**Work item**: What you return must be the exact lines of the material below, from the first through the one that has "positive clicks: (362, 380)", with no pictures and, please, nothing else.
___ Input data
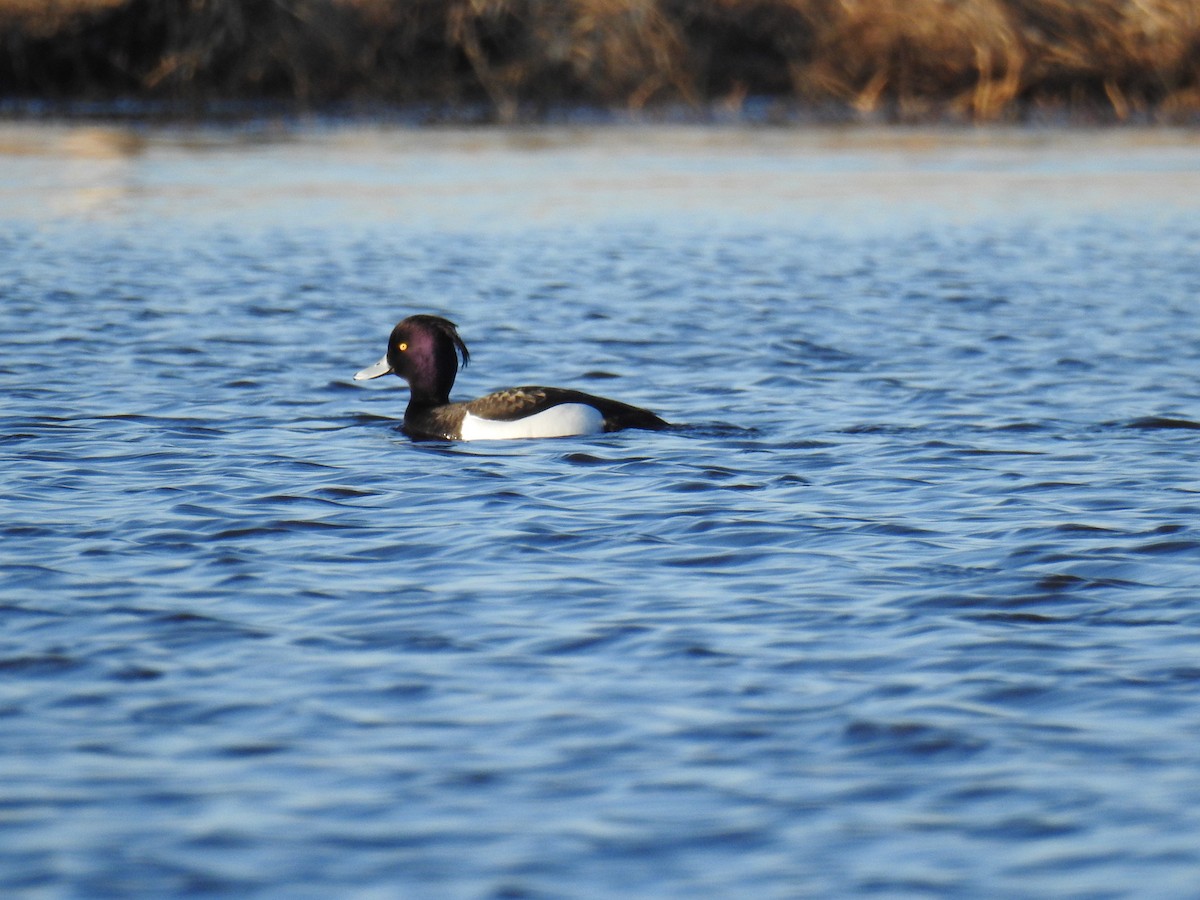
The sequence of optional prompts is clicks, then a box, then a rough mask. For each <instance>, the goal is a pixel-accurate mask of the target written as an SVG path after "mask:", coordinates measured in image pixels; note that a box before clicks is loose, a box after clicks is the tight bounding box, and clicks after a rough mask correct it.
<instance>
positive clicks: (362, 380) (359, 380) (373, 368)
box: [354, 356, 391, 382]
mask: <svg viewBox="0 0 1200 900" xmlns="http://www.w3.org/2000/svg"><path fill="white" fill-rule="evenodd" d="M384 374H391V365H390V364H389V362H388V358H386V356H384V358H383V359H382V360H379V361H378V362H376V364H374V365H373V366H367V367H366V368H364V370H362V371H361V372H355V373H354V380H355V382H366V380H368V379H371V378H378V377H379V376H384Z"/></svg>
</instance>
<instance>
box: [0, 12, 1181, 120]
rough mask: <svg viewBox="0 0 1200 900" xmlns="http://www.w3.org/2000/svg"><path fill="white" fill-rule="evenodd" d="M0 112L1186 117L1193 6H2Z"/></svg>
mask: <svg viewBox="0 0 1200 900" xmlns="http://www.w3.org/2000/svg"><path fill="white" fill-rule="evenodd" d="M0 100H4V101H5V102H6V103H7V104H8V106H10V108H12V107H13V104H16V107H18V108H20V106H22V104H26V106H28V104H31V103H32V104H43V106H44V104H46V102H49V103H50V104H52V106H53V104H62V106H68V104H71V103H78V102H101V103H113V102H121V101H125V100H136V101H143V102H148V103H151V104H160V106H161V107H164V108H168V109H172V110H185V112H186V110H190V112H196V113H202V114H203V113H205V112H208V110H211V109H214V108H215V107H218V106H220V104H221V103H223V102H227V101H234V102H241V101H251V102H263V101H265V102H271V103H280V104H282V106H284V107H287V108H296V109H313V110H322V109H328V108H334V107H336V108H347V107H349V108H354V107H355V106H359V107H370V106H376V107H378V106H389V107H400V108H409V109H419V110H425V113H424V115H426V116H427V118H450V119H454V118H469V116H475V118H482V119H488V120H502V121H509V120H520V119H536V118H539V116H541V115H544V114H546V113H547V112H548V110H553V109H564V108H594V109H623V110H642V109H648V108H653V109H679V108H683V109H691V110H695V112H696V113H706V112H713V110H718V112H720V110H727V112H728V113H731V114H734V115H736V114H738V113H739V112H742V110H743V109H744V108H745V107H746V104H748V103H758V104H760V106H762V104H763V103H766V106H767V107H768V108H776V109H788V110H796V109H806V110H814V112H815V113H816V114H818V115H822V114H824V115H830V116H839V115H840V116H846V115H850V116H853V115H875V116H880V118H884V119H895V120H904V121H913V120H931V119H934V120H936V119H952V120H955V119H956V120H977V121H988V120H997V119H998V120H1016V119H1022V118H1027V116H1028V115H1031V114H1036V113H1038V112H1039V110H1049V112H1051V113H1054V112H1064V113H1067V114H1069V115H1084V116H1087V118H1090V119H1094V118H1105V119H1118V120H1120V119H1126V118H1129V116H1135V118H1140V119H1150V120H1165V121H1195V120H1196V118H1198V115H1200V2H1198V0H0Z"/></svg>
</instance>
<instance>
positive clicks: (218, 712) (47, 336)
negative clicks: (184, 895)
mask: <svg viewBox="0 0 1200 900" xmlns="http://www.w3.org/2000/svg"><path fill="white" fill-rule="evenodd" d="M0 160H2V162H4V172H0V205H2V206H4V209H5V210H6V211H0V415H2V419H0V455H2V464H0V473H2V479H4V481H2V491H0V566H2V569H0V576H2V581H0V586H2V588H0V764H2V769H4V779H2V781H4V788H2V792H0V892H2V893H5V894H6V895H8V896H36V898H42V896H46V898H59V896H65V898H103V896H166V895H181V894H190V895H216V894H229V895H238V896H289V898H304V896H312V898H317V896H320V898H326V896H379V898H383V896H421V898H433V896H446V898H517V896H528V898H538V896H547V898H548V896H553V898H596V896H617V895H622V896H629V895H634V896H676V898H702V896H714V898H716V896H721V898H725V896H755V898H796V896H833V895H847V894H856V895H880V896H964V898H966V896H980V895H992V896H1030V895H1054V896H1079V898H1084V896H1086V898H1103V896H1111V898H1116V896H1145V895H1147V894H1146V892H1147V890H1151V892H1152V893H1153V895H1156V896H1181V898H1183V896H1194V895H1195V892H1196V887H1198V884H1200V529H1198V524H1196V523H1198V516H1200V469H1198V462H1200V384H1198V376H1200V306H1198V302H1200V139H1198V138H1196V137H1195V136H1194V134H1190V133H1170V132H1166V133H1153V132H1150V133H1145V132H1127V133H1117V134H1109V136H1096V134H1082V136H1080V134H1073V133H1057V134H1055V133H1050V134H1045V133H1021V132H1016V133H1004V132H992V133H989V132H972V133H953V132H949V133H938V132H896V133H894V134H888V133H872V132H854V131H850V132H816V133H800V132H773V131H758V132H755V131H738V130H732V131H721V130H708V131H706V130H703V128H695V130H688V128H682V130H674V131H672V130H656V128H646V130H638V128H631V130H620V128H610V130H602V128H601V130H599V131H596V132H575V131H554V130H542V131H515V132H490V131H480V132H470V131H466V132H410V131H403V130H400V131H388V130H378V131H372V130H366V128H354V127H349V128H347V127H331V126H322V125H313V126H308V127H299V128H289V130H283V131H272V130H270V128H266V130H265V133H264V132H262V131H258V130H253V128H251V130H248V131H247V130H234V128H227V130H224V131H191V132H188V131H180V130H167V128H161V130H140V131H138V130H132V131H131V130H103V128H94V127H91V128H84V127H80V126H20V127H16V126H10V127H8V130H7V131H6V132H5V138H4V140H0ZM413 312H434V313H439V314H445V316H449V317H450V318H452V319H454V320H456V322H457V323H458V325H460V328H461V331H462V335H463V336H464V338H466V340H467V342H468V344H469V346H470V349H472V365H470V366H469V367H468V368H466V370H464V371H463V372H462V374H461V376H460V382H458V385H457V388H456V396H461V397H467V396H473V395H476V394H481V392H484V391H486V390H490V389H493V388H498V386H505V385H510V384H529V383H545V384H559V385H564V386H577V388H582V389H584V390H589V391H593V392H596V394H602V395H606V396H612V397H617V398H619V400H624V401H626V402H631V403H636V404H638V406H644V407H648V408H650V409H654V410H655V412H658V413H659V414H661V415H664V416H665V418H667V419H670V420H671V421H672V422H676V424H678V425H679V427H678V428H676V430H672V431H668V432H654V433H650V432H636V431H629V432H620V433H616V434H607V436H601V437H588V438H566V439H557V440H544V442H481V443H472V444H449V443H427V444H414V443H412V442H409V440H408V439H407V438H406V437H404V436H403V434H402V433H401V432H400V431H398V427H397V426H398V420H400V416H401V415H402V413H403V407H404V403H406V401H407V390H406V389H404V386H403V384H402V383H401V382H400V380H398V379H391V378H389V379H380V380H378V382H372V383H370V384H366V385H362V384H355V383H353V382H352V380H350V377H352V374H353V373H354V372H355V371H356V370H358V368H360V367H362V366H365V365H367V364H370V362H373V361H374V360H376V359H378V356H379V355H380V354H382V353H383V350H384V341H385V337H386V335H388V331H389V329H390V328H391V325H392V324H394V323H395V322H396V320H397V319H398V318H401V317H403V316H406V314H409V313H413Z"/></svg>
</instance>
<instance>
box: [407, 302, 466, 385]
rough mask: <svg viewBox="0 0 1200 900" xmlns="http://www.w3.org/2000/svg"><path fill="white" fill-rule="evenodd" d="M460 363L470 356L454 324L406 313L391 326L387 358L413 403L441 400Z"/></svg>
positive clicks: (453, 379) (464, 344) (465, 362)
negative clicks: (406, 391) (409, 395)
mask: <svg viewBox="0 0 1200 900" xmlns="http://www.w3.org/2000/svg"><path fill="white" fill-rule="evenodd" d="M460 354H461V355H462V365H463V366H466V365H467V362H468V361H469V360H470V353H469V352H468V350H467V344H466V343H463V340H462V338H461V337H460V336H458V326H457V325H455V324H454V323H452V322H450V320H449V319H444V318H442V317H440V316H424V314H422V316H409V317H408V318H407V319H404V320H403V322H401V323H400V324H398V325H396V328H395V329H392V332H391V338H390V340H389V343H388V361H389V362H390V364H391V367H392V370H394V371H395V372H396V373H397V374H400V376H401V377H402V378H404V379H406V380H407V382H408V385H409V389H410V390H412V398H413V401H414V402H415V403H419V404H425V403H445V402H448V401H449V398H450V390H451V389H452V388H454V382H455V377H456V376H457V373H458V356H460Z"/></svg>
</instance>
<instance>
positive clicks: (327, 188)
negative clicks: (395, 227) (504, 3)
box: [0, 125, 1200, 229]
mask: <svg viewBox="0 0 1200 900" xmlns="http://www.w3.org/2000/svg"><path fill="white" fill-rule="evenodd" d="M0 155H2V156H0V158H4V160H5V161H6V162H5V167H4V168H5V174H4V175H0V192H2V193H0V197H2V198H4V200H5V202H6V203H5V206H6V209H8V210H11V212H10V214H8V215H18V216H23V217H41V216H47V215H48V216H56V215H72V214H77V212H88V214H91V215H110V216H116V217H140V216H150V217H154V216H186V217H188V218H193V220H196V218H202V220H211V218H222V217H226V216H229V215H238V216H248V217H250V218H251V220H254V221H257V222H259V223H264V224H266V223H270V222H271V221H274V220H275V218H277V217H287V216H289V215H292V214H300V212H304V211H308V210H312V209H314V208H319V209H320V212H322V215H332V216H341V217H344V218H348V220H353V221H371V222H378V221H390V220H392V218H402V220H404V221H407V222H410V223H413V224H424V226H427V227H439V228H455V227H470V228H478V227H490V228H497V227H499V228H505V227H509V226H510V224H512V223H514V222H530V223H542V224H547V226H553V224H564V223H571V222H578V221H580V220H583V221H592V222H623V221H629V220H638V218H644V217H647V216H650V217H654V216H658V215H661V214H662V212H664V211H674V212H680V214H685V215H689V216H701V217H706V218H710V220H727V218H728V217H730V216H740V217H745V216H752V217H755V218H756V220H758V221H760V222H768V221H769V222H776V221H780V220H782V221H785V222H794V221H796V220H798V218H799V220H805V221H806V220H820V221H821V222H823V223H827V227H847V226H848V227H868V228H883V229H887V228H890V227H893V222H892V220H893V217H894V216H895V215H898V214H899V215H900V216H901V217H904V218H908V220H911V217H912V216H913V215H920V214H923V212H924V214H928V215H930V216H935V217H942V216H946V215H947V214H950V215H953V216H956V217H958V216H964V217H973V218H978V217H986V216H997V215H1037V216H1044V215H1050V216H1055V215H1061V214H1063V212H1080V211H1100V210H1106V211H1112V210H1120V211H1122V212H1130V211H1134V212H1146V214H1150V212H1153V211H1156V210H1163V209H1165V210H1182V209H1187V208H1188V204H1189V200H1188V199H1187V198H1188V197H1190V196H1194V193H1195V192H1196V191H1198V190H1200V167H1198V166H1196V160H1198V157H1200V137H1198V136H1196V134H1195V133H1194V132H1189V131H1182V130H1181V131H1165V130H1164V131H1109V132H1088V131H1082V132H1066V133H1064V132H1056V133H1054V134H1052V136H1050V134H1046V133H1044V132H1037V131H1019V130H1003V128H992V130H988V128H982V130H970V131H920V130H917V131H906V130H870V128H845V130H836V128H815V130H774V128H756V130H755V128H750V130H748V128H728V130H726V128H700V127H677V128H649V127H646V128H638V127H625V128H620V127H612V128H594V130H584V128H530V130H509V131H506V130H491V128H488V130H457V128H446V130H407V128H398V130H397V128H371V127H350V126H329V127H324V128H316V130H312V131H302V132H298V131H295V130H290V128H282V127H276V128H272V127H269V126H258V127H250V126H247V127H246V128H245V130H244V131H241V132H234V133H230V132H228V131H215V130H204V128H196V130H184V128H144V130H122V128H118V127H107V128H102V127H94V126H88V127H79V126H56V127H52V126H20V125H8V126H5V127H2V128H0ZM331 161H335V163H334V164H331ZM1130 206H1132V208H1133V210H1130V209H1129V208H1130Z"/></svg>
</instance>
______
**Output for this exercise**:
The sequence of optional prompts is clicks, then a box, then a rough mask. For each <instance>, the goal is a pixel-accurate mask of the target written as an SVG path after "mask:", coordinates measured in image pixels; note that a box before clicks is loose, a box after clicks is the tight bounding box, and clicks after a rough mask correct it.
<instance>
positive clicks: (362, 380) (359, 380) (373, 368)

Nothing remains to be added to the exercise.